| Problem to work on |
Copy out the entries below, putting "contour" wherever "outline" appears and leaving everything else unchanged.
## begin
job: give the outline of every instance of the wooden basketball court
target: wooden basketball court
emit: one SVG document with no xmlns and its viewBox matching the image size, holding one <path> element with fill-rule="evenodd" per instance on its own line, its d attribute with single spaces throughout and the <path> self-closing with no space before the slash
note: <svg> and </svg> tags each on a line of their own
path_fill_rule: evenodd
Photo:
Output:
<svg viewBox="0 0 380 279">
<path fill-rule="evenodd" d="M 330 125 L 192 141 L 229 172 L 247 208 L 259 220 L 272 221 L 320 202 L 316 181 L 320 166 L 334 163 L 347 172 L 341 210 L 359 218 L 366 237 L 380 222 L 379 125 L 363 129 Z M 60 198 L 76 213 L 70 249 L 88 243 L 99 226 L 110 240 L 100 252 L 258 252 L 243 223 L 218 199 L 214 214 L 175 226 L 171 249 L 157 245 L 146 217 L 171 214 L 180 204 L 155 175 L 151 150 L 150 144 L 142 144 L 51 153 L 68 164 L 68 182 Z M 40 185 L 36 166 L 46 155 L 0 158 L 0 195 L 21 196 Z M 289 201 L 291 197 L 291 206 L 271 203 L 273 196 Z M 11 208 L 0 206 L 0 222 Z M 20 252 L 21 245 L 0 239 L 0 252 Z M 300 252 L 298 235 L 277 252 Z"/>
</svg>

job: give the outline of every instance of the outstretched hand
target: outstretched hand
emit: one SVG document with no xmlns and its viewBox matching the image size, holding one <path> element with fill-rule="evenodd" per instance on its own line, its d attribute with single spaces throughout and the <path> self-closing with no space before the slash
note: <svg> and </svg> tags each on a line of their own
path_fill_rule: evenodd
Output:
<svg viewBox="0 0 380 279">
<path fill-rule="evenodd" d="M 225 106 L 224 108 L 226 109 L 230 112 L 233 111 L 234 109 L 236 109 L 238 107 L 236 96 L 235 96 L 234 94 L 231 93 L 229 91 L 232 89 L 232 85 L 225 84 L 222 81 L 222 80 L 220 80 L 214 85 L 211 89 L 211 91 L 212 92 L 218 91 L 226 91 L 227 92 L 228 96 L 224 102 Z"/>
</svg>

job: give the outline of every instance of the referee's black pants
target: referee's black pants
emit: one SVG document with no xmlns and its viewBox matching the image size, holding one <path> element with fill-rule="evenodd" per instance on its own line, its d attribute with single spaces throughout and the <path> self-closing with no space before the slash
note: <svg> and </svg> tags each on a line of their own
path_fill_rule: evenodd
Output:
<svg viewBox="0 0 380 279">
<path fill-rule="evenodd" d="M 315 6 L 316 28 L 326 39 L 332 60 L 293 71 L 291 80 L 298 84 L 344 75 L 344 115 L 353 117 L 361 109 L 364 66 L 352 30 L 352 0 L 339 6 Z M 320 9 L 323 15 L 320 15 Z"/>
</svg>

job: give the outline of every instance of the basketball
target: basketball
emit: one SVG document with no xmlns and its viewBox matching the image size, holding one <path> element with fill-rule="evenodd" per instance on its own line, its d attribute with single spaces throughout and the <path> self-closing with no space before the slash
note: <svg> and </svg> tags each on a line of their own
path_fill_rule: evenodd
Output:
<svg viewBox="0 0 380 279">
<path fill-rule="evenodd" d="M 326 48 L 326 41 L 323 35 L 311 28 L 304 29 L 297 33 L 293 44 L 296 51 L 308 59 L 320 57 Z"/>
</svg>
## end
| Full answer |
job: give the contour of every instance of the wooden basketball court
target: wooden basketball court
emit: one SVG document with no xmlns and its viewBox matching the image size, holding one <path> element with fill-rule="evenodd" per instance on its own line, its d attribute with single spaces throughout and the <path> self-closing with no space before the slash
note: <svg> and </svg> tags each on a line of their own
path_fill_rule: evenodd
Photo:
Output:
<svg viewBox="0 0 380 279">
<path fill-rule="evenodd" d="M 330 125 L 192 141 L 229 172 L 247 208 L 259 220 L 272 221 L 320 202 L 316 181 L 320 166 L 334 163 L 347 172 L 341 210 L 359 218 L 366 237 L 380 222 L 379 125 L 363 129 Z M 60 198 L 76 213 L 70 249 L 88 243 L 99 226 L 110 240 L 100 252 L 258 252 L 243 223 L 218 199 L 214 214 L 175 226 L 171 249 L 157 245 L 146 217 L 171 214 L 180 204 L 155 175 L 151 150 L 150 144 L 142 144 L 51 153 L 68 164 L 68 182 Z M 40 185 L 36 166 L 46 155 L 0 158 L 0 195 L 21 196 Z M 289 201 L 291 197 L 291 206 L 271 203 L 273 196 Z M 11 208 L 0 206 L 0 222 Z M 20 252 L 21 245 L 0 239 L 0 252 Z M 300 252 L 298 235 L 277 252 Z"/>
</svg>

job: give the contour of every instance of the outstretched hand
target: outstretched hand
emit: one SVG document with no xmlns and its viewBox matching the image size, holding one <path> element with fill-rule="evenodd" per instance on its own line, its d attribute with single spaces throughout and the <path> self-closing with no space before the slash
note: <svg> and </svg> tags each on a line of their own
path_fill_rule: evenodd
Output:
<svg viewBox="0 0 380 279">
<path fill-rule="evenodd" d="M 225 106 L 224 108 L 226 109 L 230 112 L 233 111 L 234 109 L 236 109 L 238 107 L 236 96 L 235 96 L 234 94 L 231 93 L 229 91 L 232 89 L 232 85 L 225 84 L 222 81 L 222 80 L 220 80 L 214 85 L 211 89 L 211 91 L 212 92 L 218 91 L 226 91 L 227 92 L 228 96 L 224 102 Z"/>
</svg>

job: give the contour of every instance of the referee's black pants
target: referee's black pants
emit: one SVG document with no xmlns and its viewBox matching the image size, holding one <path> element with fill-rule="evenodd" per instance on its own line, its d attribute with single spaces throughout and the <path> self-closing with no space before the slash
note: <svg> and </svg> tags each on a line of their own
path_fill_rule: evenodd
Output:
<svg viewBox="0 0 380 279">
<path fill-rule="evenodd" d="M 315 6 L 316 28 L 326 39 L 332 60 L 293 71 L 291 80 L 298 84 L 344 75 L 344 115 L 353 117 L 361 109 L 364 66 L 352 30 L 352 0 L 339 6 Z M 320 9 L 323 15 L 320 15 Z"/>
</svg>

job: give the contour of every instance of the basketball
target: basketball
emit: one SVG document with no xmlns and its viewBox matching the image size, holding one <path> element with fill-rule="evenodd" per instance on its own line, its d attribute with single spaces throughout and the <path> self-closing with no space before the slash
note: <svg> and </svg> tags each on a line of their own
path_fill_rule: evenodd
Output:
<svg viewBox="0 0 380 279">
<path fill-rule="evenodd" d="M 326 48 L 326 41 L 323 35 L 311 28 L 304 29 L 297 33 L 293 44 L 296 51 L 308 59 L 320 57 Z"/>
</svg>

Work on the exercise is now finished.